* begin Passage to read *

Standard 1f: Evidence shows that, by the time of program completion, candidates exhibit knowledge, skills, and abilities of professional educators appropriate to their target credential or degree, including: Dispositions and behaviors required for successful professional practice


Data Sources & Analysis:

Data Source 1 CalAPA Leadership Cycle 2 (Rubric 2.7)
Data Source 2 CalAPA Leadership Cycle 1 (Rubric 1.8)
Data Source 3 CalAPA Leadership Cycle 3 (Rubric 3.7)
Data Source 4 P12 PASC Program AAQEP Candidate Self-Assessment
Data Source 5 President’s Commission on Teacher Education (Employer Questionnaire)

Data Source 1

CalAPA Leadership Cycle 2 (Rubric 2.7)
After the first semester of the PASC program, candidates exhibit knowledge, skills, and abilities of professional educators through their fieldwork and coursework experiences that culminate with the submission of CalAPA Leadership Cycle 2.  Rubric 2.7 evaluates the candidate’s ability to use initial implementation results and feedback from the group—citing evidence from any of the four steps—to analyze their leadership skills and practices in order to identify areas for growth and identify next steps for equitably co-facilitating a community of practice. Candidates also work towards illustrating how they maintained professionalism and integrity as well as employed an equitable leadership approach consistently throughout the community of practice inquiry process and in response to the school’s culture and context.

* end Passage to read *
* begin Raw data *

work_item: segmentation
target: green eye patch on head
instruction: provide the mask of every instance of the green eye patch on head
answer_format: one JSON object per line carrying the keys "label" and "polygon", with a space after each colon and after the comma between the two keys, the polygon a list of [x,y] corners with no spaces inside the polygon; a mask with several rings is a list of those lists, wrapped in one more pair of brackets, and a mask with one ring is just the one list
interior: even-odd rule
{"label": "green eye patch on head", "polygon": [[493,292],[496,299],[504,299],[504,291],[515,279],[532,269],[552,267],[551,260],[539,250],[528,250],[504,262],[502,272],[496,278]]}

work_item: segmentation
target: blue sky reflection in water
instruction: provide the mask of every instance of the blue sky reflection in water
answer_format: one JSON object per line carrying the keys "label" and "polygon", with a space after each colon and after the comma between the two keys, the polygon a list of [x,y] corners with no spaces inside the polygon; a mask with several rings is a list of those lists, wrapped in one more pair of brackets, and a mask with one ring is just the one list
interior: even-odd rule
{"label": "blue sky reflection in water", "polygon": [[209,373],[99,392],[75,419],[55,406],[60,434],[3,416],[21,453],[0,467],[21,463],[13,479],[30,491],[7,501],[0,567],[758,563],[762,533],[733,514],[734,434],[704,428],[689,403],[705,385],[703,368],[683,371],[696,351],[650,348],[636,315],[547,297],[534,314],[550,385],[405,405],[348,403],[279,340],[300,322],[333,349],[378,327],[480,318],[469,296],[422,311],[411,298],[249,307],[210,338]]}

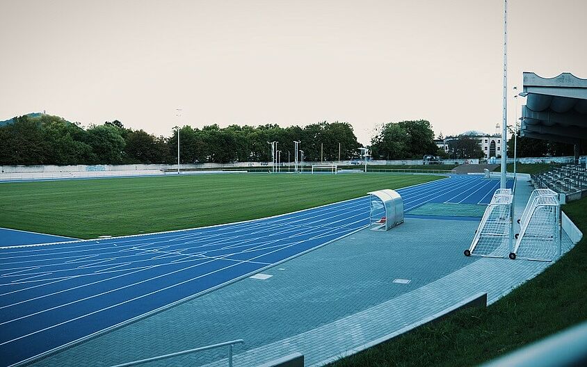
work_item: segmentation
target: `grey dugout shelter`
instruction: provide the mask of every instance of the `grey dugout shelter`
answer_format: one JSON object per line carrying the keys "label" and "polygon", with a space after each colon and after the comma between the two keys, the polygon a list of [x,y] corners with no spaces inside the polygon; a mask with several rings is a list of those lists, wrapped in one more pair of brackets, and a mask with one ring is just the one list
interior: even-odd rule
{"label": "grey dugout shelter", "polygon": [[369,194],[369,227],[387,231],[403,222],[403,199],[394,190],[378,190]]}
{"label": "grey dugout shelter", "polygon": [[579,161],[587,140],[587,79],[570,73],[542,78],[524,72],[520,135],[574,145]]}

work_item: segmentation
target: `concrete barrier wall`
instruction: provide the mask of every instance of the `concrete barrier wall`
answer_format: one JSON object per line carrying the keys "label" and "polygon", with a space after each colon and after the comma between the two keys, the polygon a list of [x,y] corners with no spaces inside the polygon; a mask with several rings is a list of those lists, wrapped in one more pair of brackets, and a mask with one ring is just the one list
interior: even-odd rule
{"label": "concrete barrier wall", "polygon": [[424,318],[424,319],[421,320],[417,323],[415,323],[413,324],[409,325],[405,327],[400,329],[399,330],[394,332],[392,334],[389,334],[385,335],[385,336],[382,336],[378,339],[376,339],[371,343],[368,343],[367,344],[363,344],[362,345],[360,345],[357,348],[351,349],[348,350],[346,352],[344,353],[341,355],[334,357],[332,358],[329,358],[325,361],[322,361],[317,364],[312,365],[312,366],[323,366],[325,364],[328,364],[329,363],[333,362],[341,358],[344,358],[345,357],[348,357],[350,355],[353,355],[355,354],[358,353],[359,352],[362,352],[366,349],[370,348],[371,347],[374,347],[375,345],[378,345],[381,344],[382,343],[385,343],[389,341],[394,338],[399,336],[400,335],[403,335],[406,333],[413,332],[414,330],[417,329],[418,327],[421,326],[424,326],[432,323],[435,323],[442,320],[443,318],[446,318],[449,315],[451,315],[455,312],[460,311],[462,309],[468,309],[469,307],[487,307],[487,293],[477,293],[472,297],[466,298],[463,301],[450,307],[444,310],[432,315],[431,316],[428,316],[427,318]]}

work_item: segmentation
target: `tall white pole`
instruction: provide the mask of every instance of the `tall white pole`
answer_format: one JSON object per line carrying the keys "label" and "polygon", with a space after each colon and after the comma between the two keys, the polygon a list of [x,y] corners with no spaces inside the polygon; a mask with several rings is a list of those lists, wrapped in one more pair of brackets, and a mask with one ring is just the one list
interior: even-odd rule
{"label": "tall white pole", "polygon": [[[506,188],[508,163],[508,0],[504,1],[504,121],[501,129],[501,188]],[[506,147],[506,149],[504,149]]]}
{"label": "tall white pole", "polygon": [[177,174],[179,174],[179,127],[177,127]]}
{"label": "tall white pole", "polygon": [[[182,108],[175,108],[177,111],[176,116],[177,116],[178,120],[182,120]],[[177,125],[177,174],[179,174],[179,125],[180,123]]]}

* end Raw data *

Objective 1 = Write out the stretch of the program evidence text from "Data Sources &" through "Education (Employer Questionnaire)", switching "Employer Questionnaire" to "Employer Survey".
Objective 2 = According to the program evidence text, after which semester of the PASC program do candidates submit CalAPA Leadership Cycle 2?
The records are separate material from the program evidence text.

Worked answer 1 =
Data Sources & Analysis:

Data Source 1 CalAPA Leadership Cycle 2 (Rubric 2.7)
Data Source 2 CalAPA Leadership Cycle 1 (Rubric 1.8)
Data Source 3 CalAPA Leadership Cycle 3 (Rubric 3.7)
Data Source 4 P12 PASC Program AAQEP Candidate Self-Assessment
Data Source 5 President’s Commission on Teacher Education (Employer Survey)

Worked answer 2 = After the first semester.